**Dataset extract**

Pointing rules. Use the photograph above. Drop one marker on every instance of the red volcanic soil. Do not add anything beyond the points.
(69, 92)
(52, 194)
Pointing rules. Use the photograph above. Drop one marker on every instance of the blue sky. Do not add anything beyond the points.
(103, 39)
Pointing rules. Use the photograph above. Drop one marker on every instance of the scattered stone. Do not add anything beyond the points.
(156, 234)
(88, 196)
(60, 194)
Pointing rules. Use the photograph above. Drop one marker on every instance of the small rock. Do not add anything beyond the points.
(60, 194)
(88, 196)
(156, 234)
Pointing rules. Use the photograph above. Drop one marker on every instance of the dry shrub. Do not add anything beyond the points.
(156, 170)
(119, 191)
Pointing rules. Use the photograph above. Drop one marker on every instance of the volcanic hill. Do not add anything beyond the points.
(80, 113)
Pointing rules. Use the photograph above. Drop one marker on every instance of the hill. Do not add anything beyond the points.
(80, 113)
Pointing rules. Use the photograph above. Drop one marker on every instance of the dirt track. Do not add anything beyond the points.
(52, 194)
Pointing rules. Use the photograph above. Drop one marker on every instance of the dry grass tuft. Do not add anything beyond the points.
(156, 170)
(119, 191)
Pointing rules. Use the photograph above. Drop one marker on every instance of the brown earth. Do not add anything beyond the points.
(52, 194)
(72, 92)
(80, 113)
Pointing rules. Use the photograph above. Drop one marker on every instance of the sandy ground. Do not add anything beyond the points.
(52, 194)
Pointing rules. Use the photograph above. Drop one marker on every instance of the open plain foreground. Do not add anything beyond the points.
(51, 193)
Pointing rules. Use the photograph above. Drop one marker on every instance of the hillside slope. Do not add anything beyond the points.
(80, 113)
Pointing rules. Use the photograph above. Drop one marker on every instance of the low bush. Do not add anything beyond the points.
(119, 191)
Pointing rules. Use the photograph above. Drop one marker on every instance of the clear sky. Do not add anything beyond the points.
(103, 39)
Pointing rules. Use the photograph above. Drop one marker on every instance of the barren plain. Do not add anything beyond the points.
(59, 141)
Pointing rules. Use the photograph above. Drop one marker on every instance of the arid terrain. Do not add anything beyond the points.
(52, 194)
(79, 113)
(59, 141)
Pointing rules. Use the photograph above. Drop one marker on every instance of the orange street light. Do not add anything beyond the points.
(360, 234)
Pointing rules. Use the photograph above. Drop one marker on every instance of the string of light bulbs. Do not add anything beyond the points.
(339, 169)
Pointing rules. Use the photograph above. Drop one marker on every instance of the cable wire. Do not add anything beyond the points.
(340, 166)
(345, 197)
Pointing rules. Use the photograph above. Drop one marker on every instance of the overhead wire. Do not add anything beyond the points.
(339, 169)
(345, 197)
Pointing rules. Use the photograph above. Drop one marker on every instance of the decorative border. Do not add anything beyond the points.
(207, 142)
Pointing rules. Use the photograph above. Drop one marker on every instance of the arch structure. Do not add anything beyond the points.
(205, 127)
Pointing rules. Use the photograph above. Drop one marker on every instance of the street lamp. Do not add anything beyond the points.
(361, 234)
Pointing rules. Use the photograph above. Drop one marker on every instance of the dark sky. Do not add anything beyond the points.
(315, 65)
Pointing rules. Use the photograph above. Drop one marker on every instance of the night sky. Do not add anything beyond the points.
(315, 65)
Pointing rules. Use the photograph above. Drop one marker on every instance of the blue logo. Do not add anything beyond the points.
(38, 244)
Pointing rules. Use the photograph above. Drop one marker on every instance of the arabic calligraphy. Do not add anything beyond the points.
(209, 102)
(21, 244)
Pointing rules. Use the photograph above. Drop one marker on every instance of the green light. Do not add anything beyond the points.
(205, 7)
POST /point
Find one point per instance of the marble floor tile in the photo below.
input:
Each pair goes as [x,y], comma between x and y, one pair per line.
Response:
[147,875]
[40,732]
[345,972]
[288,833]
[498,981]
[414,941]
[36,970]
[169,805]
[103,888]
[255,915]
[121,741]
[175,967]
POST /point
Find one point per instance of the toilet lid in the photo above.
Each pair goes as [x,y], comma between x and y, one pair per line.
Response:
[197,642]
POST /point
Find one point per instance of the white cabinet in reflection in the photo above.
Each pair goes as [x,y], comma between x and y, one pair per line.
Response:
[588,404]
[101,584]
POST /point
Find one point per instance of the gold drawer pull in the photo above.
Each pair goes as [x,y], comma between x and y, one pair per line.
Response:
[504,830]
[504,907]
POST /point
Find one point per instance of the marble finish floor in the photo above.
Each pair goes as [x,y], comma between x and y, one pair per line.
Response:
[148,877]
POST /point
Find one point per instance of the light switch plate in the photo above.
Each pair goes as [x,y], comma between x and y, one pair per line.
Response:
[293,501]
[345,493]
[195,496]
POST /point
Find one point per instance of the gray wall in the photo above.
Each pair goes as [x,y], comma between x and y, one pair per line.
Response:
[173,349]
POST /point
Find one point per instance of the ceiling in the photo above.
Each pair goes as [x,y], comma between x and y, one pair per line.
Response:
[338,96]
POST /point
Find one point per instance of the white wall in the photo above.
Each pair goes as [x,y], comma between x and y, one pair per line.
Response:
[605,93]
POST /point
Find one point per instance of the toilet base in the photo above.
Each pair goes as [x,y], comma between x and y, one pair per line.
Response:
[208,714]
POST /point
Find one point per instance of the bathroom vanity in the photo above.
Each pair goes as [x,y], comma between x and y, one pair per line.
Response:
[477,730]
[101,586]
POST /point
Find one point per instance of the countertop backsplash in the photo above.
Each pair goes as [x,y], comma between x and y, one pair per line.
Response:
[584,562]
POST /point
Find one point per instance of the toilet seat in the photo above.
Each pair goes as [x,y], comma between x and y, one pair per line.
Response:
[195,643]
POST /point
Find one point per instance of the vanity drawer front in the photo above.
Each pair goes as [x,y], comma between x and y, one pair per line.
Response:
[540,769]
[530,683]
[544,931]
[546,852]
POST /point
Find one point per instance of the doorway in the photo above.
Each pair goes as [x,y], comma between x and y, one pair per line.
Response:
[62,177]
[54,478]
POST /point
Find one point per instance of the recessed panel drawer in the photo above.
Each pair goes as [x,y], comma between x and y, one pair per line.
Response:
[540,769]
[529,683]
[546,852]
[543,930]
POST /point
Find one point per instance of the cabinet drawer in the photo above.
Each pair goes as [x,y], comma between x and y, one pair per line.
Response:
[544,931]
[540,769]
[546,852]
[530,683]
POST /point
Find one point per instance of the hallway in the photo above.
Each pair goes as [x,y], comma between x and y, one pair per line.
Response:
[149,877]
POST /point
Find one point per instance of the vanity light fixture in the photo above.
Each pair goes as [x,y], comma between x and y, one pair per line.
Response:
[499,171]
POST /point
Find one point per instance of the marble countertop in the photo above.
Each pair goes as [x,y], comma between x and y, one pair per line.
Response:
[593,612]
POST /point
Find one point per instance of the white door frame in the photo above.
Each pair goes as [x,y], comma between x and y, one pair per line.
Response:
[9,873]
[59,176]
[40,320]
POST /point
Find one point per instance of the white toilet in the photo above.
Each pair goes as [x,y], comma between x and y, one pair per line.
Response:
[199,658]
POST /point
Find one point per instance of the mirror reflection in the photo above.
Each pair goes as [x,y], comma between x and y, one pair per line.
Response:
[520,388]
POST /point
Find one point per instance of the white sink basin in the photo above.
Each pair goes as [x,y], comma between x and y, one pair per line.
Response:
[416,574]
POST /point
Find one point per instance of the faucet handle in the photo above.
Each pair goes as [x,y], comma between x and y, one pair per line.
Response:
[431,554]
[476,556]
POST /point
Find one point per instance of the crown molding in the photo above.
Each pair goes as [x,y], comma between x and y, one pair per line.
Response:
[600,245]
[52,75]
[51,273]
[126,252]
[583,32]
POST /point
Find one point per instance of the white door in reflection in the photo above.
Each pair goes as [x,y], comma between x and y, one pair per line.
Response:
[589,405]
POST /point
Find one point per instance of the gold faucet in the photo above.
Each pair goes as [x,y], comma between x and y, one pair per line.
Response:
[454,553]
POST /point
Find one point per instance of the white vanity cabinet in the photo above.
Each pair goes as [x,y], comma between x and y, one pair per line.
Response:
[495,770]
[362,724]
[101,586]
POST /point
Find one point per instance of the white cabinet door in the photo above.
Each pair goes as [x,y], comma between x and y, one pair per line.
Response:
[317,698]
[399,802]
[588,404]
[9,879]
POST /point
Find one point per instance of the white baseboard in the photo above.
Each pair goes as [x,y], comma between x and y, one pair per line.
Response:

**Problem details**
List every line of the listing above that contains the string "plain". Case counts.

**Response to this task**
Pointing rules. Use the photograph above. Drop one marker on every instance of the open plain foreground. Do not add anything beyond the points.
Pointing rules. Use the photograph above. Drop one marker on every instance of the barren plain. Do not add anything beyond the points.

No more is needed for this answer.